Excerpted text:
____

Located four miles from downtown Boston, in Norfolk County, Brookline is one of the largest towns in New England. It is primarily a mature suburban, residential community with urban characteristics. The primary occupations of Brookline residents are management and professional, heavily concentrated in the fields of medicine and education.
The Town of Brookline continues to be a safe and highly desirable place to live, due to its proximity to job opportunities, excellent public transportation and school systems, and livable neighborhoods that balance green space, historic preservation, and outstanding commercial services. Surrounded by the City of Boston on three sides, Brookline consists of roughly six square miles of land.
The Town, which began as an agricultural community in the 17th century, became a streetcar suburb of Boston during the mid-19th century. By 1900, most of the remaining farmland had been divided into residential developments that were supported by the existing mass transit linkages. Brookline’s transformation from farm to suburb meant that, unlike many other Massachusetts towns, it never had significant industrial areas. Currently less than 6% of Town land is zoned for commercial use.
Some important facts about Brookline include:
- Over the past several decades, Brookline’s population has remained fairly stable, fluctuating between 54,000 and 59,000 since 1950. The current population is approximately 59,000. (Source: 2011-2015 American Community Survey 5-year estimates)
- 25.8% of Brookline’s residents are foreign born. Currently, 82.5% of this population aged
- 5+ lived in a home where a language other than English was spoken and 32.1% stated that they speak English less than “very well”. (Source: American Community Survey (ACS) 2011-2015)
- Brookline has continued to become more racially diverse over the past several decades with approximately 24.5% of the Town’s population being minority or mixed-race. The fastest growing minority group is Asian, at nearly 17.5% of the population – a much higher percentage than Boston and many other surrounding communities. (Source: ACS 2011- 2015)
- Brookline median housing prices are among the highest in Massachusetts with a current median assessed value of over $1.5 million for a single family home and $662,650 for a condominium. Nearly 49% of all renters and 29% of homeowners pay more than 30% of their incomes toward housing costs. (Source: Brookline Assessor’s Office, ACS 2011-2015)
- Form of Government: Representative Town Meeting (240 Elected Town Meeting Members and eight At-Large) with five-member Select Board who appoints a Town Administrator.

____

Problem:
According to the Brookline overview, what percentage of the town's land is currently zoned for commercial use?

Entries supplied:
____

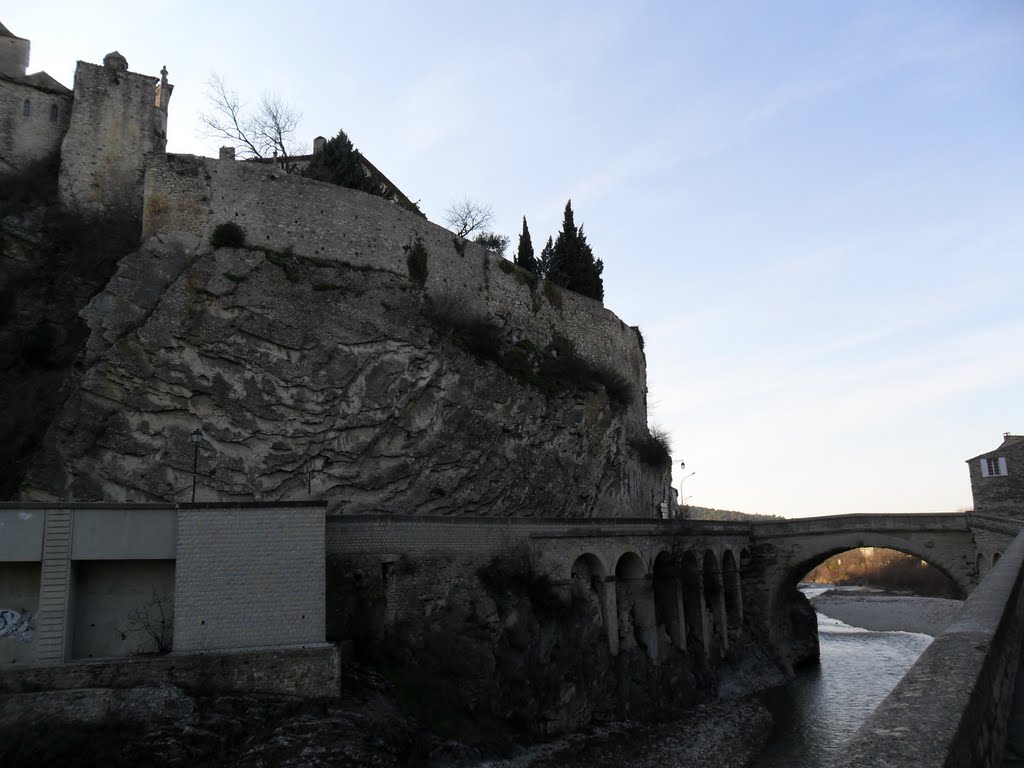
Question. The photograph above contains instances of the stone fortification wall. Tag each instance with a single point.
(13, 55)
(281, 212)
(249, 578)
(115, 126)
(38, 134)
(951, 708)
(991, 538)
(305, 672)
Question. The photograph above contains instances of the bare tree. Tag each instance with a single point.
(266, 131)
(467, 216)
(154, 622)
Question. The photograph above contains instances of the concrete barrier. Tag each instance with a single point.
(950, 710)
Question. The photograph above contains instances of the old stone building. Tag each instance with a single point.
(35, 110)
(997, 478)
(104, 129)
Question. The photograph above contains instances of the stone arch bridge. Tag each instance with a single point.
(665, 586)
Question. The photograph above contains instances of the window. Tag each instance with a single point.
(993, 467)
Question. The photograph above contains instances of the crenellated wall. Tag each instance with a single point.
(314, 220)
(115, 127)
(38, 134)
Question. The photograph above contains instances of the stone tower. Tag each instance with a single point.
(35, 110)
(13, 54)
(120, 119)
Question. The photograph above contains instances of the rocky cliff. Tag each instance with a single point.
(312, 376)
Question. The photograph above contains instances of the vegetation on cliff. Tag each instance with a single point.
(52, 262)
(570, 263)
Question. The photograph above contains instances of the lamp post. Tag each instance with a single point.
(682, 499)
(196, 437)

____

Exercise solution:
Less than 6%